Start Extracted information

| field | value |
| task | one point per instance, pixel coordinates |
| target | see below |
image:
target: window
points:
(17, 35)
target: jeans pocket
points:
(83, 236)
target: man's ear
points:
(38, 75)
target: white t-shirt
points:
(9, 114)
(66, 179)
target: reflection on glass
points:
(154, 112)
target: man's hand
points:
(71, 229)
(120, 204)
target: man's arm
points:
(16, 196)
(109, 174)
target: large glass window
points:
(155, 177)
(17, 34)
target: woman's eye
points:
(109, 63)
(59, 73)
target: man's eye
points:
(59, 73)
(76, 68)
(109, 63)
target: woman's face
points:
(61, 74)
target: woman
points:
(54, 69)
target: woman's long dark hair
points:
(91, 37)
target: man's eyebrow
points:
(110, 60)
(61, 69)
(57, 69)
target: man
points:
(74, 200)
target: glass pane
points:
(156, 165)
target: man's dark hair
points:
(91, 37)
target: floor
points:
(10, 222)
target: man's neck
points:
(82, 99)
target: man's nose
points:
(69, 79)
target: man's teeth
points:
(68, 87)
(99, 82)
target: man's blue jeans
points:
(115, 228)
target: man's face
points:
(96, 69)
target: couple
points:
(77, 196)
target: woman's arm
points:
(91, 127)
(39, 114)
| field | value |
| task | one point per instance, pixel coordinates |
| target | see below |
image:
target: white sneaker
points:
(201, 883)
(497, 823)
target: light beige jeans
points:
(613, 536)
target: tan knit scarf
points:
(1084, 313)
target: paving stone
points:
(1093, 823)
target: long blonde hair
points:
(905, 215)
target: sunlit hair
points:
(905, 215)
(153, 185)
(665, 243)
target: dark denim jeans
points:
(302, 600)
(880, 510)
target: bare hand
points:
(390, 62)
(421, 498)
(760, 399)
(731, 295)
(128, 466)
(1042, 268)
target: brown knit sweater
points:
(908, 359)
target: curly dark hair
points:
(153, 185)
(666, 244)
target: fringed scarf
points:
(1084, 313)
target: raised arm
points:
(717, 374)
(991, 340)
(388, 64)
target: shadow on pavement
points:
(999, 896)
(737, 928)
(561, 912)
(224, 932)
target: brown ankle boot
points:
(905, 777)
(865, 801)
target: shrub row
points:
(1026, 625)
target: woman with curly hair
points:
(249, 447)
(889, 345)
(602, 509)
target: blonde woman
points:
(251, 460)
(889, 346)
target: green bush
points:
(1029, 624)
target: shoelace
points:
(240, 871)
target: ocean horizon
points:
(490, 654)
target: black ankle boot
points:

End Extracted information

Given task: Rewrite the records from the line containing "target: white t-shirt" through the end of the records, both included, as a JSON list of strings with one string per line and no blank lines.

Written solution:
[
  "target: white t-shirt",
  "points:",
  "(9, 114)",
  "(66, 179)",
  "target: reflection on glass",
  "points:",
  "(154, 112)",
  "target: man's hand",
  "points:",
  "(71, 229)",
  "(120, 204)",
  "target: man's arm",
  "points:",
  "(16, 196)",
  "(109, 174)",
  "target: large glass window",
  "points:",
  "(155, 177)",
  "(17, 34)",
  "target: woman's eye",
  "points:",
  "(109, 63)",
  "(59, 73)",
  "target: man's eye",
  "points:",
  "(59, 73)",
  "(76, 68)",
  "(109, 63)",
  "target: woman's face",
  "points:",
  "(61, 74)",
  "target: woman",
  "points:",
  "(54, 69)",
  "target: woman's long dark hair",
  "points:",
  "(91, 37)",
  "target: man's eyebrow",
  "points:",
  "(110, 60)",
  "(61, 69)",
  "(57, 69)",
  "target: man",
  "points:",
  "(74, 200)",
  "target: glass pane",
  "points:",
  "(156, 165)",
  "target: man's dark hair",
  "points:",
  "(91, 37)",
  "target: floor",
  "points:",
  "(10, 222)",
  "target: man's neck",
  "points:",
  "(82, 99)",
  "target: man's nose",
  "points:",
  "(69, 79)",
  "target: man's teeth",
  "points:",
  "(68, 87)",
  "(99, 82)",
  "target: man's blue jeans",
  "points:",
  "(115, 228)",
  "target: man's face",
  "points:",
  "(96, 69)",
  "target: couple",
  "points:",
  "(77, 196)",
  "target: woman's arm",
  "points:",
  "(91, 127)",
  "(39, 114)",
  "| field | value |",
  "| task | one point per instance, pixel coordinates |",
  "| target | see below |",
  "image:",
  "target: white sneaker",
  "points:",
  "(201, 883)",
  "(497, 823)",
  "target: light beige jeans",
  "points:",
  "(613, 536)",
  "target: tan knit scarf",
  "points:",
  "(1084, 313)",
  "target: paving stone",
  "points:",
  "(1093, 823)",
  "target: long blonde hair",
  "points:",
  "(905, 215)",
  "target: sunlit hair",
  "points:",
  "(905, 215)",
  "(153, 185)",
  "(665, 243)",
  "target: dark denim jeans",
  "points:",
  "(302, 600)",
  "(880, 510)",
  "target: bare hand",
  "points:",
  "(390, 62)",
  "(421, 498)",
  "(760, 399)",
  "(731, 295)",
  "(128, 466)",
  "(1042, 268)",
  "target: brown knit sweater",
  "points:",
  "(908, 359)",
  "target: curly dark hair",
  "points:",
  "(153, 185)",
  "(666, 244)",
  "target: fringed scarf",
  "points:",
  "(1084, 313)",
  "target: raised arm",
  "points:",
  "(717, 374)",
  "(991, 340)",
  "(388, 64)",
  "target: shadow on pavement",
  "points:",
  "(999, 896)",
  "(737, 928)",
  "(561, 912)",
  "(224, 932)",
  "target: brown ankle boot",
  "points:",
  "(905, 777)",
  "(865, 801)",
  "target: shrub row",
  "points:",
  "(1026, 625)",
  "target: woman with curly hair",
  "points:",
  "(249, 447)",
  "(889, 345)",
  "(602, 509)",
  "target: blonde woman",
  "points:",
  "(251, 460)",
  "(889, 346)",
  "target: green bush",
  "points:",
  "(1029, 624)",
  "target: shoelace",
  "points:",
  "(240, 871)",
  "target: ocean horizon",
  "points:",
  "(490, 654)",
  "target: black ankle boot",
  "points:"
]